Electronic Qubit Control

We control our qubits through Electronic Qubit Control (EQC). At the core of this architecture is an integrated antenna built into the silicon chip. When an oscillating current is applied to the antenna, the qubits experience oscillating magnetic fields that drive the quantum gates, allowing us to implement all quantum operations using electronics instead of lasers.

Inherently scalable architecture

Electronic Qubit Control is our secret sauce. Until Oxford Ionics, trapped-ion quantum computing – while well understood in theory – was difficult to scale as it required bulky, complex, and noisy lasers to control the qubits. By controlling our qubits with electronics instead of lasers and utilising a copy-paste unit cell architecture, we remove this limitation and can scale up to millions of qubits on the surface of a chip.

§ **Data block**

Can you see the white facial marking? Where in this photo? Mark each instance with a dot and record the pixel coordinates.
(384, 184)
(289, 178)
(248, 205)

§ **List of tasks**
A - Rewrite the paragraph of the qubit control text that begins "Electronic Qubit Control is our secret sauce" as a short bulleted list that keeps its main facts.
B - According to the qubit control text, what component lies at the core of the Electronic Qubit Control architecture?
C - Summarize the qubit control text in two sentences.

§ **Worked answers**
A -
- Electronic Qubit Control is described as the company's secret sauce.
- Before Oxford Ionics, trapped-ion quantum computing was well understood in theory but hard to scale.
- Scaling was difficult because qubit control required bulky, complex, and noisy lasers.
- Controlling qubits with electronics instead of lasers, together with a copy-paste unit cell architecture, removes this limitation.
- This allows scaling up to millions of qubits on the surface of a chip.

B - An integrated antenna built into the silicon chip.

C - Electronic Qubit Control uses an integrated antenna on a silicon chip, where an oscillating current creates oscillating magnetic fields that drive the quantum gates, so all quantum operations are carried out with electronics instead of lasers. Because trapped-ion quantum computing was hard to scale when it depended on bulky, complex, and noisy lasers, replacing them with electronics and using a copy-paste unit cell architecture allows scaling up to millions of qubits on a chip.